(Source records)
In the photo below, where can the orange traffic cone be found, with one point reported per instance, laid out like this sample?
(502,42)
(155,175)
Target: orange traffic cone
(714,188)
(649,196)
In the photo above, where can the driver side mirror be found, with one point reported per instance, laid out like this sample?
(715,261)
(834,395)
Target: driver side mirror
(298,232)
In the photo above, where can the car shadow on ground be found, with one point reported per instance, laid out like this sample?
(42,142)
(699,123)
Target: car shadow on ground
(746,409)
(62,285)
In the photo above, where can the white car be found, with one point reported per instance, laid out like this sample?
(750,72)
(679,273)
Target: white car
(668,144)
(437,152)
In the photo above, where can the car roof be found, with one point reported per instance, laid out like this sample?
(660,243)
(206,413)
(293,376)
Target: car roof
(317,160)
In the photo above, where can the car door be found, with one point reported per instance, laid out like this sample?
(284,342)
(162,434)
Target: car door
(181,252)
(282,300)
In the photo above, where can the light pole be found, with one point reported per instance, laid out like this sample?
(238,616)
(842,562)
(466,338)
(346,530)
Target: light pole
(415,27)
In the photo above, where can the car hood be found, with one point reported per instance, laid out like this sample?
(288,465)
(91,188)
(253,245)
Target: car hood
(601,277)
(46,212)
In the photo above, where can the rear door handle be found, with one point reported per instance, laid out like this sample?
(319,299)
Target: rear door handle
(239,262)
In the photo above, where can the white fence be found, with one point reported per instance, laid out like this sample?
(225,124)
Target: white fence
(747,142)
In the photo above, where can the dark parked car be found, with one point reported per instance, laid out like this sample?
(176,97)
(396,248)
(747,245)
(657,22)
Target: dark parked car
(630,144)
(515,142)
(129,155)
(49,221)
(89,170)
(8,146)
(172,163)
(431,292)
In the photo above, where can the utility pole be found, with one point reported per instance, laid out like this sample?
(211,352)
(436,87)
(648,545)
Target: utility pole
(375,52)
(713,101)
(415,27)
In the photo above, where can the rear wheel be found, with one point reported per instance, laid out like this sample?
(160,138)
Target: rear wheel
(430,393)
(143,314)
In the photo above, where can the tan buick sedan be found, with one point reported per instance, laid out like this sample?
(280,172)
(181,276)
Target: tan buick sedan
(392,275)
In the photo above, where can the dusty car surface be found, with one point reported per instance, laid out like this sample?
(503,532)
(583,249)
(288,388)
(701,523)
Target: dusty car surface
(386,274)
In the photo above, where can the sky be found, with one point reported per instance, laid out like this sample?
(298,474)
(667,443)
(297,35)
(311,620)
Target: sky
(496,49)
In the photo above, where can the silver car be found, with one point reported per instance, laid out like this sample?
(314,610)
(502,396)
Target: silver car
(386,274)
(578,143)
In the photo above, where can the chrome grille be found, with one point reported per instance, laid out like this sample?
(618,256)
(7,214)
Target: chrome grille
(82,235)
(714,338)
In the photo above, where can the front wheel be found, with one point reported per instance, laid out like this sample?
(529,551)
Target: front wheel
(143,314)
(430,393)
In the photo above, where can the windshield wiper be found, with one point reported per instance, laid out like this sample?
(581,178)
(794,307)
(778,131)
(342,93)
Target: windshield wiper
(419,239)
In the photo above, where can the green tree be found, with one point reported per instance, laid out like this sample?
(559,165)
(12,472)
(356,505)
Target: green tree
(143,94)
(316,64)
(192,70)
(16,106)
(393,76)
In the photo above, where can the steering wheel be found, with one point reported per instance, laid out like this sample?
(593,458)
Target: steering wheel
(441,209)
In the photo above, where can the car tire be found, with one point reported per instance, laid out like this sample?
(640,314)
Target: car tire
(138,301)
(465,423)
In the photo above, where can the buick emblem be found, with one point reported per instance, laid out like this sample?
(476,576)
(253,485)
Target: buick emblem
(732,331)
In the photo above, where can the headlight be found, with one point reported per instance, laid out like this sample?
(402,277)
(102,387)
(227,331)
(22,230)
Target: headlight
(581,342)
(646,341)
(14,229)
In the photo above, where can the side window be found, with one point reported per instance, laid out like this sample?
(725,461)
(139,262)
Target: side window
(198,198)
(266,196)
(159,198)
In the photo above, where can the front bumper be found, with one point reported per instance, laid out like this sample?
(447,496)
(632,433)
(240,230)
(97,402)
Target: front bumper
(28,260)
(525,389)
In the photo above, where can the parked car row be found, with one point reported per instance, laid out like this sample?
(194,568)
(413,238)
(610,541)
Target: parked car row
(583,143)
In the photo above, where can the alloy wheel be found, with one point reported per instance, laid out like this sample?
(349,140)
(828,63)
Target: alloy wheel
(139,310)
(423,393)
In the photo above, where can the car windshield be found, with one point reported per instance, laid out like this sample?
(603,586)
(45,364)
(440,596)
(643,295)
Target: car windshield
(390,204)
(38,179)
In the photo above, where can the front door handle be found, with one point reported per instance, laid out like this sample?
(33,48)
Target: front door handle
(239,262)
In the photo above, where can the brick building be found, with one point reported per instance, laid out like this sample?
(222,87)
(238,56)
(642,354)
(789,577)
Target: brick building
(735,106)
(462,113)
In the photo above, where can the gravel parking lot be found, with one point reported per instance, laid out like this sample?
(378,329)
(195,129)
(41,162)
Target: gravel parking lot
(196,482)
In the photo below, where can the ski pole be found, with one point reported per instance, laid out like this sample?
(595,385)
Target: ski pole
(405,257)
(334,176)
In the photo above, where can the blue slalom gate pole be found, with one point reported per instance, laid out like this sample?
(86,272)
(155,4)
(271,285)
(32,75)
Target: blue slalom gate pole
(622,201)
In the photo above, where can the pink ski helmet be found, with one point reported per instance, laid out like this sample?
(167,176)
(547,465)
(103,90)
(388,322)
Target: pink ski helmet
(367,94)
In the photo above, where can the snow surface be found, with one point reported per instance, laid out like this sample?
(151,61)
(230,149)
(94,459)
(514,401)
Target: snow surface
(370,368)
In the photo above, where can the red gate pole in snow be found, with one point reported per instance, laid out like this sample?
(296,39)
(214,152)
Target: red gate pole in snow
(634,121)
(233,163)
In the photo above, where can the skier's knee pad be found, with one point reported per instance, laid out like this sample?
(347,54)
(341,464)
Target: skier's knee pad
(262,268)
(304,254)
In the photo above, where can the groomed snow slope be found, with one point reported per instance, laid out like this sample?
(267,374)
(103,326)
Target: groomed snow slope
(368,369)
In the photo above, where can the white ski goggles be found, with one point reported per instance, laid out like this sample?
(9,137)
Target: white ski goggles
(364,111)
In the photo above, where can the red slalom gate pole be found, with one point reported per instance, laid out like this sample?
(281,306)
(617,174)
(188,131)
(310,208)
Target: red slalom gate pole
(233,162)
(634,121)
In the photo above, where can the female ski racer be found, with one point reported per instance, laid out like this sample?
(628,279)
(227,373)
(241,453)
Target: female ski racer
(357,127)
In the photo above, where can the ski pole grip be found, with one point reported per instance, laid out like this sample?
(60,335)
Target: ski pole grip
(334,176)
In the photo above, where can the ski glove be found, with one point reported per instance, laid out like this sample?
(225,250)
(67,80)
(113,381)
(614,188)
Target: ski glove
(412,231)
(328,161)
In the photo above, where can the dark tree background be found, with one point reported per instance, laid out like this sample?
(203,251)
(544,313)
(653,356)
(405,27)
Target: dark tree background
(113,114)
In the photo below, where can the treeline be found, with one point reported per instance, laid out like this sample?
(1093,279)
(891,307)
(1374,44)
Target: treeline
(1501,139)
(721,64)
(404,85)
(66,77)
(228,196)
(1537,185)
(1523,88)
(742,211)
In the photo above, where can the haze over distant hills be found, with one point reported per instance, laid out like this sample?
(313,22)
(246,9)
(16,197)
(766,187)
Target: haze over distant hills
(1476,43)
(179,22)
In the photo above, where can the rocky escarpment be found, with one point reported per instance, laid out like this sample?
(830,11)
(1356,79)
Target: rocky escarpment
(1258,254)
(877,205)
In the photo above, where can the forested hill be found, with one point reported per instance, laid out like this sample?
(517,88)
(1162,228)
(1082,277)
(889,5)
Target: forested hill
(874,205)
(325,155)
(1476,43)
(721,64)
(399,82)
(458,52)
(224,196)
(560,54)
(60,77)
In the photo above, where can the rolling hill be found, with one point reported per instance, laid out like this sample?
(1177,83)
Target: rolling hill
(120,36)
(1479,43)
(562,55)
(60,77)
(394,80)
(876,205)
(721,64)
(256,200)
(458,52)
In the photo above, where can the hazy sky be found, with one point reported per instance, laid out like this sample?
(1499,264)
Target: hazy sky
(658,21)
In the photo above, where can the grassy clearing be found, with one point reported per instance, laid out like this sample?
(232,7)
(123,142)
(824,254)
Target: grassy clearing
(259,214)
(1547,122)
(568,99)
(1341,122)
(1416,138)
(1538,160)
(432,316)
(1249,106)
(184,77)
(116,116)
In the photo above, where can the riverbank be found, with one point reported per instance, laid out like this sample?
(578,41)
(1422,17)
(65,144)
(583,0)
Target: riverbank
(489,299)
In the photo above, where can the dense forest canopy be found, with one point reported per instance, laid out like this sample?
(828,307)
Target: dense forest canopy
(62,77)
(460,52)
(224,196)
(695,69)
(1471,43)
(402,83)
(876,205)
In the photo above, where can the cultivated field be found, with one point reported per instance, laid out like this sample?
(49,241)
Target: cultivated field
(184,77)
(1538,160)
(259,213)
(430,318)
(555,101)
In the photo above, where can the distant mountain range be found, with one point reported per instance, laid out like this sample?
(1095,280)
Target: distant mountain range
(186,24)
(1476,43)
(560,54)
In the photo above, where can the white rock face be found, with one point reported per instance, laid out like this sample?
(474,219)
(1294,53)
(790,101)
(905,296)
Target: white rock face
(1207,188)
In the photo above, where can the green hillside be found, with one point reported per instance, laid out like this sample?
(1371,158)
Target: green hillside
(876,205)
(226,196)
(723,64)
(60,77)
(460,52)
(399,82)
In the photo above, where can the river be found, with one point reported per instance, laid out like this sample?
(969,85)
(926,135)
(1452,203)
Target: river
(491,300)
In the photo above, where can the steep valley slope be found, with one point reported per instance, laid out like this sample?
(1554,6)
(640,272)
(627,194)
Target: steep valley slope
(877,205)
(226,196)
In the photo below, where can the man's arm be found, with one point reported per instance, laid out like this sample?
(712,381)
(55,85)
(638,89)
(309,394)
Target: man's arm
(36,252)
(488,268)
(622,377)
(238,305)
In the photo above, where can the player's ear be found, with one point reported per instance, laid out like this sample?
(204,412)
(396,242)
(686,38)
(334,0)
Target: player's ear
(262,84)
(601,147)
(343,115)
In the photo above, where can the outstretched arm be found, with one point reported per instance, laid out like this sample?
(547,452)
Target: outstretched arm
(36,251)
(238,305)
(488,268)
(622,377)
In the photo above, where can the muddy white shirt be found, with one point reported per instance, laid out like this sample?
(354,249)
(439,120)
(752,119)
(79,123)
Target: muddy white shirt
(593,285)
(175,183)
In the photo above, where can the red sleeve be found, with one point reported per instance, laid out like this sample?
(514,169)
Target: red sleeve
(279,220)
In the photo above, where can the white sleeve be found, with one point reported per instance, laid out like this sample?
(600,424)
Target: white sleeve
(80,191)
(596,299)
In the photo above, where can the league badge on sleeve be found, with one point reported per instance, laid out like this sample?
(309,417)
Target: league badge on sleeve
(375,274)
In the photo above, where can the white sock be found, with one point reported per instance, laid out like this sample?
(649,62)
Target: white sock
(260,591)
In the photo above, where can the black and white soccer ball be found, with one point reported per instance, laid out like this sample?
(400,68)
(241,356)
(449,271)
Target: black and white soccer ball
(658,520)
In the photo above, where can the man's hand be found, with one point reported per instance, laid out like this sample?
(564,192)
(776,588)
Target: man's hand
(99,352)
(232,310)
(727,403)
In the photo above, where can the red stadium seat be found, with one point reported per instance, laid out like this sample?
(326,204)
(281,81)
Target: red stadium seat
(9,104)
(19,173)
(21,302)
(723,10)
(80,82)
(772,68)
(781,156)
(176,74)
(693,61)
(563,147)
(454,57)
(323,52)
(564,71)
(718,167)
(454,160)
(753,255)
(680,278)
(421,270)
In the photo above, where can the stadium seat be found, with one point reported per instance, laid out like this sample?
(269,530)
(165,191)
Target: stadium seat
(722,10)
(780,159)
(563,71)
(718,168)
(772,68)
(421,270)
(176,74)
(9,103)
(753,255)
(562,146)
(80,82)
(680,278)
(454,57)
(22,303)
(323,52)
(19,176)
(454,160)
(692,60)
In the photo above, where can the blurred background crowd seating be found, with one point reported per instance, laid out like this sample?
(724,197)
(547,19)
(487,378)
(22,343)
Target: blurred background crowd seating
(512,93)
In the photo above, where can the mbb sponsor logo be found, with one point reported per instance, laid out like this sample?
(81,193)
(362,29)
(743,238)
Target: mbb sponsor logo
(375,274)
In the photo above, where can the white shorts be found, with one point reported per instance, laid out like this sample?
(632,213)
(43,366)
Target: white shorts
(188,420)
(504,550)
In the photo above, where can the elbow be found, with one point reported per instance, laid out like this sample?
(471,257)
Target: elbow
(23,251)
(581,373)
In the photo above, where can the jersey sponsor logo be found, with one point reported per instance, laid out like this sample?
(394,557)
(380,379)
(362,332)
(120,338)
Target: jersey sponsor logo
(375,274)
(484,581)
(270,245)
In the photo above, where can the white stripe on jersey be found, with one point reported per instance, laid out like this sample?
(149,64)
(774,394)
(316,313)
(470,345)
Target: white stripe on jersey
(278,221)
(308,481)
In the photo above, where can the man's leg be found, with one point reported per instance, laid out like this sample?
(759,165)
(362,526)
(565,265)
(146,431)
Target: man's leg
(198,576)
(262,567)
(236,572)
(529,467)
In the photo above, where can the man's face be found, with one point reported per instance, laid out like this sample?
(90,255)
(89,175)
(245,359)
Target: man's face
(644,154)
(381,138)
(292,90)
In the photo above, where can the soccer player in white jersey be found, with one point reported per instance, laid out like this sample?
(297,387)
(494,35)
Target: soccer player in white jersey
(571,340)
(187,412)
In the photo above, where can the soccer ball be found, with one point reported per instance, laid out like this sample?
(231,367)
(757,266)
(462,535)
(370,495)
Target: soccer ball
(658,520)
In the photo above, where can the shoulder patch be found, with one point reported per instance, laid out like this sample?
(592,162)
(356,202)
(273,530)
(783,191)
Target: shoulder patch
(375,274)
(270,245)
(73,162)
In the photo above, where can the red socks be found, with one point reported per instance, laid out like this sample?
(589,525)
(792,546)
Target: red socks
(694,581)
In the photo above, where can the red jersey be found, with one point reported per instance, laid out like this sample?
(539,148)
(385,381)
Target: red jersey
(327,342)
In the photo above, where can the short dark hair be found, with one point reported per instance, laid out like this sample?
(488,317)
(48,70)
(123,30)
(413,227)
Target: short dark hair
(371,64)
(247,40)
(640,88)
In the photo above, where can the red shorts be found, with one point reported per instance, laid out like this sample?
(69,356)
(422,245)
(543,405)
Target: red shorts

WORK TO COMPLETE: Repeat precisely the lines of the data starting at the one containing "In the photo above, where can the red socks", last line included.

THE OUTPUT:
In the photo above, where can the red socks be found, with one point reported per instance, laid out like this sample?
(589,525)
(792,546)
Target: red socks
(694,581)
In the photo above, where can the red jersey be found, with one point reported per instance, laid out like this sample?
(539,148)
(385,381)
Target: red jersey
(327,342)
In the photo above, where can the short dark hair be found, with one point reported per instance, laid out like this sample?
(488,317)
(48,70)
(123,30)
(413,227)
Target: short dark hair
(371,64)
(247,40)
(640,88)
In the photo above, where can the red shorts be found, with one point reported per instance, laid out like this sample?
(69,356)
(422,245)
(543,405)
Target: red shorts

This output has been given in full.